== Exercise requirements ==
Copy the listing lines between the one holding "of the green" and the one holding "<point>314,187</point>", inclusive, substituting "central" for every "innermost" and keeping everything else the same.

== Input data ==
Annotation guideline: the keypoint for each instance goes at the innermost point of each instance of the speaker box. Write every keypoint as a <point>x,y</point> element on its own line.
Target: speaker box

---

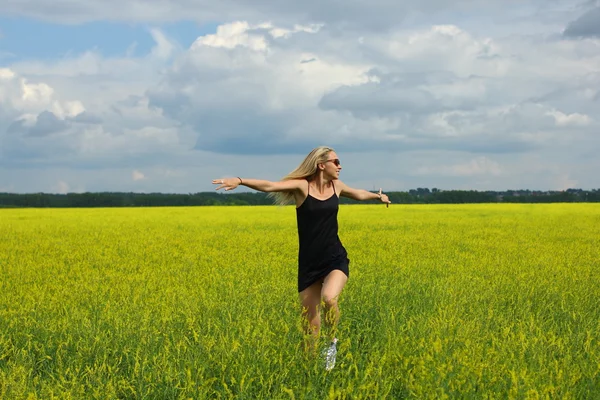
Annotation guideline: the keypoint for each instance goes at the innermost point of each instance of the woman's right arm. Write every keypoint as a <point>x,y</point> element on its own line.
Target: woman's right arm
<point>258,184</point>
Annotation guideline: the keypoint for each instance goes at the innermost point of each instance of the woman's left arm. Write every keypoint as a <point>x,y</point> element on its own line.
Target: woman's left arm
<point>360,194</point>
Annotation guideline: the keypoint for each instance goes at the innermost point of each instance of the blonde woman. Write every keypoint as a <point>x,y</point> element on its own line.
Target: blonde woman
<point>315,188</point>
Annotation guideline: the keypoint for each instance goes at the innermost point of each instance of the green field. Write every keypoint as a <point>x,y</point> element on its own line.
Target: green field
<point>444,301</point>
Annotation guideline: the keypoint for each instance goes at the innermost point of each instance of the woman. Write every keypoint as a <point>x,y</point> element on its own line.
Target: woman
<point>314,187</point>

== Response ==
Annotation guideline: the keypoint for each instance goes at the central point of each instance of the green field. Write every keypoint as a <point>x,y</point> element on its own line.
Target: green field
<point>444,301</point>
Annotation guideline: the keypoint for each instance goes at the central point of each instance of the woman. Write every keypoint as a <point>x,y</point> element on its own line.
Target: woman
<point>314,187</point>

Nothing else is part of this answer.